*Texto fuente*:
Por Marta Miquel
Colaboradora del Ámbito María Corral
A Corunya, mayo 2010
Foto: Taoist Tai Chi Belgium
Durante la última Semana Santa estuve peregrinando unos días por los caminos que llevan a Santiago de Compostela, y bastante avanzado el recorrido me encontré a un matrimonio con el que tuve una conversación muy interesante. La verdad es que cuando uno está de vacaciones o en un espacio que no es el de siempre y no está por obligación, las relaciones con la gente que te encuentras son muy distintas de las habituales. Son encuentros gratuitos, en los que compartes lo que surge en el momento sin esperar nada a cambio.
Pues bien, con este matrimonio comentábamos precisamente esto: qué complicadas son las relaciones cuando nos dejamos llevar por los intereses personales y qué entrañables pueden llegar a ser cuando nacen de la gratuidad.
Esta pareja, de avanzada edad, no era la primera vez que se ponía en camino y constataba, después de contemplar y compartir con quienes se habían ido encontrando, que el ser humano necesita urgentemente aprender a establecer lazos fuera del paradigma mercantil, al margen de la oferta y la demanda, donde todo tiene un precio y de todo se espera un resultado rentable.
En nuestra sociedad estamos acostumbrados a dar, como máximo, a cambio de recibir al menos tanto como hemos dado, pero en las relaciones personales eso no funciona así; al menos en aquellas que denominamos de amistad y sobre las que vamos apoyando nuestra vida. Los vínculos humanos no están ceñidos a un contrato, ni pueden existir en función de un juego de rol en el que se crean situaciones ficticias a través de las cuales podemos llegar a manipular las acciones de los personajes
Los lazos afectivos que tanto anhelamos, y que a veces no somos capaces de establecer, necesitan unos pilares sólidos como por ejemplo el de la gratuidad. Todo lo que nace a cambio de nada está exento de exigencias y de egoísmos y tiene la fuerza suficiente para dar sentido a las dificultades que se vayan interponiendo en la construcción de estos lazos. Pero para ser gratuito con los demás se debe estar contento con uno mismo.

*Datos de localización en fotos anotadas*:
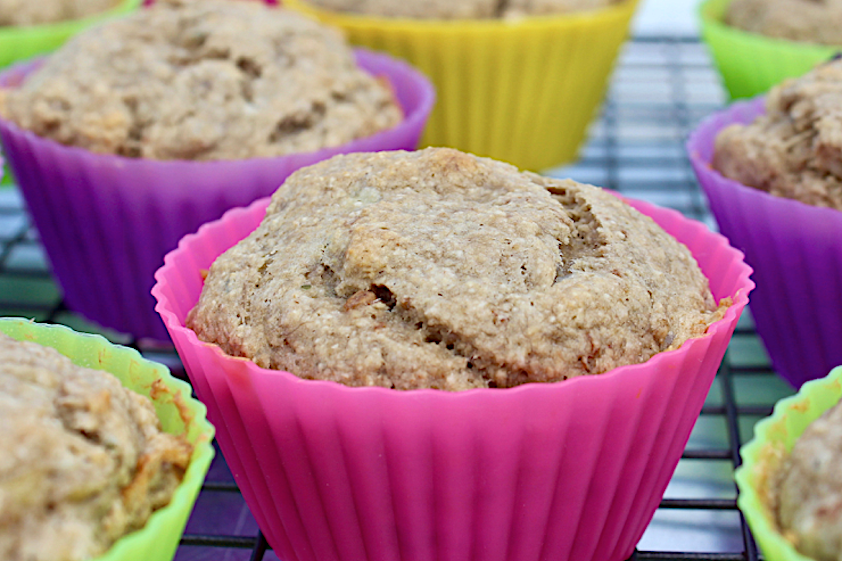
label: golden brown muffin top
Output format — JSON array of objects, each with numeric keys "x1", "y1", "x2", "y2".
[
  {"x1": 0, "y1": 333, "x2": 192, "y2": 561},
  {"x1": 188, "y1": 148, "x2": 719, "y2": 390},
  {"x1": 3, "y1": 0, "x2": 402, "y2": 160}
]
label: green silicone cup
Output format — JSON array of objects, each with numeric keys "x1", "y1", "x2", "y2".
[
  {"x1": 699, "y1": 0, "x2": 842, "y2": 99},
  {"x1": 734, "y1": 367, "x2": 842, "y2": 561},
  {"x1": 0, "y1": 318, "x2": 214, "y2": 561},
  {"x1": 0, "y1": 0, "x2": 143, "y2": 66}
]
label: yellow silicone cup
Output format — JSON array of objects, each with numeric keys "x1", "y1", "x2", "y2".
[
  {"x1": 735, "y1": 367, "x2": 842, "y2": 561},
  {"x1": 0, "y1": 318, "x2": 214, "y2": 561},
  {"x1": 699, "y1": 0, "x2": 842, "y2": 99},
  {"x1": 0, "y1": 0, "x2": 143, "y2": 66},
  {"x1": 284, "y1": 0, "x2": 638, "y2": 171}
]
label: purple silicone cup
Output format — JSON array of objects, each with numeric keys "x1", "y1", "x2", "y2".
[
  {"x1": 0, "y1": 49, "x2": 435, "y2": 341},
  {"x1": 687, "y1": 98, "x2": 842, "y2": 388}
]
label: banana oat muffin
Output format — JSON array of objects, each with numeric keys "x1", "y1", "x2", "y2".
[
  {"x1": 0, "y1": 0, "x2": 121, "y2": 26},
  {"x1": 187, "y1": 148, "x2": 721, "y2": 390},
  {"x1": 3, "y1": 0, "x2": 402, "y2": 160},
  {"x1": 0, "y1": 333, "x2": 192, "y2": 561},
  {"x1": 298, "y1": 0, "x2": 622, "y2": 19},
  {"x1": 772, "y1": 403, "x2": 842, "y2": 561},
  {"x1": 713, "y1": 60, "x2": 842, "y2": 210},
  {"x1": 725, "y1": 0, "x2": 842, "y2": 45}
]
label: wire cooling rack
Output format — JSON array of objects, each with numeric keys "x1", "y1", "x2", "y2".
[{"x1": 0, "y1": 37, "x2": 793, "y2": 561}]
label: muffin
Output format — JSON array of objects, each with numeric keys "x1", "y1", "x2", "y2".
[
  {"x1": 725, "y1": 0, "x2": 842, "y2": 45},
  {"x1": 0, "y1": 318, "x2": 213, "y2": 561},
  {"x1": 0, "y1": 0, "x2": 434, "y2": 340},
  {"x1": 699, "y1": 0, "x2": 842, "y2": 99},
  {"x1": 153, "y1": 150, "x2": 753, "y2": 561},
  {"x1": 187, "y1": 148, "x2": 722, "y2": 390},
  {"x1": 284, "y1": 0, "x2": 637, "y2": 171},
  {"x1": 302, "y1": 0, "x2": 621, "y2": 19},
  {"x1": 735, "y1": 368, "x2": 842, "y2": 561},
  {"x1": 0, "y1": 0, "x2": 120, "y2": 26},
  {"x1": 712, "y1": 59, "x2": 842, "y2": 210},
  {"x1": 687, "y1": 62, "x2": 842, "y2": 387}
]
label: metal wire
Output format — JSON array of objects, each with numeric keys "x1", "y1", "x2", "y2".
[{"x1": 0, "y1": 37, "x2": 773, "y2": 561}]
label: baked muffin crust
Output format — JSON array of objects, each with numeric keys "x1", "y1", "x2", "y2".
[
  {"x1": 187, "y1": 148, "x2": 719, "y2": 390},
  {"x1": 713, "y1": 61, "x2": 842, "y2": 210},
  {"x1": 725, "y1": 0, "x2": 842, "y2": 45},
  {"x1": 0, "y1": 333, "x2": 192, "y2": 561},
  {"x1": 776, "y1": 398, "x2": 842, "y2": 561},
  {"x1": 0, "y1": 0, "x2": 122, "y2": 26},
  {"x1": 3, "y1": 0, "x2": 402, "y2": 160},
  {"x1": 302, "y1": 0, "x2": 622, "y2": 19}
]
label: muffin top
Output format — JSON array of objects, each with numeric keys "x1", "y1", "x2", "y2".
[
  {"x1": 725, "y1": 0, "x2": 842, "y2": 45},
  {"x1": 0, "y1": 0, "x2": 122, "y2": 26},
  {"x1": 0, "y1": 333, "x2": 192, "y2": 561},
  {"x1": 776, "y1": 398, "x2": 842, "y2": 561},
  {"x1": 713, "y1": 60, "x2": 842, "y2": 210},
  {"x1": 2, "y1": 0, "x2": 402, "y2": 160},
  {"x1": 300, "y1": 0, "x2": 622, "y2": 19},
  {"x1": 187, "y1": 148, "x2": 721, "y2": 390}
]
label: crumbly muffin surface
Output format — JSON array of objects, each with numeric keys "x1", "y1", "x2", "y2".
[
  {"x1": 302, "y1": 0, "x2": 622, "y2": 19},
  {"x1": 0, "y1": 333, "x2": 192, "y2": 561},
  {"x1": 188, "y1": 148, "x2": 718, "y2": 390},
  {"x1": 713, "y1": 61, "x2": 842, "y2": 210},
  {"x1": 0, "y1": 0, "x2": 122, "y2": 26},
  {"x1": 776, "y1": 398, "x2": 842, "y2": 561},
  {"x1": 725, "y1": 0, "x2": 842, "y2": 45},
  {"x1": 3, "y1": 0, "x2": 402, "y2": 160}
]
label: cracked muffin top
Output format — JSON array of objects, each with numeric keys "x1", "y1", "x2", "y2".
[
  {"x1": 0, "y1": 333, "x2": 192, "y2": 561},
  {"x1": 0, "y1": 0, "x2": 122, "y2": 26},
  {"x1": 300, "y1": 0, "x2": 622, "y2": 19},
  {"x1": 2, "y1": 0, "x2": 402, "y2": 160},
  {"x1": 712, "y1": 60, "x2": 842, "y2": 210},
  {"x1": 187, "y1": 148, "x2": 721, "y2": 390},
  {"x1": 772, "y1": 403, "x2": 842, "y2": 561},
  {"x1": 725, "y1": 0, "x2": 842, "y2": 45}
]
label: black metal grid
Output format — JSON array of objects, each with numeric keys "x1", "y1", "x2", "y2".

*Enunciado del ejercicio*: Según el texto sobre la gratuidad, ¿en qué época del año tuvo lugar la peregrinación por los caminos que llevan a Santiago de Compostela?

*Tarea resuelta*: Durante la última Semana Santa.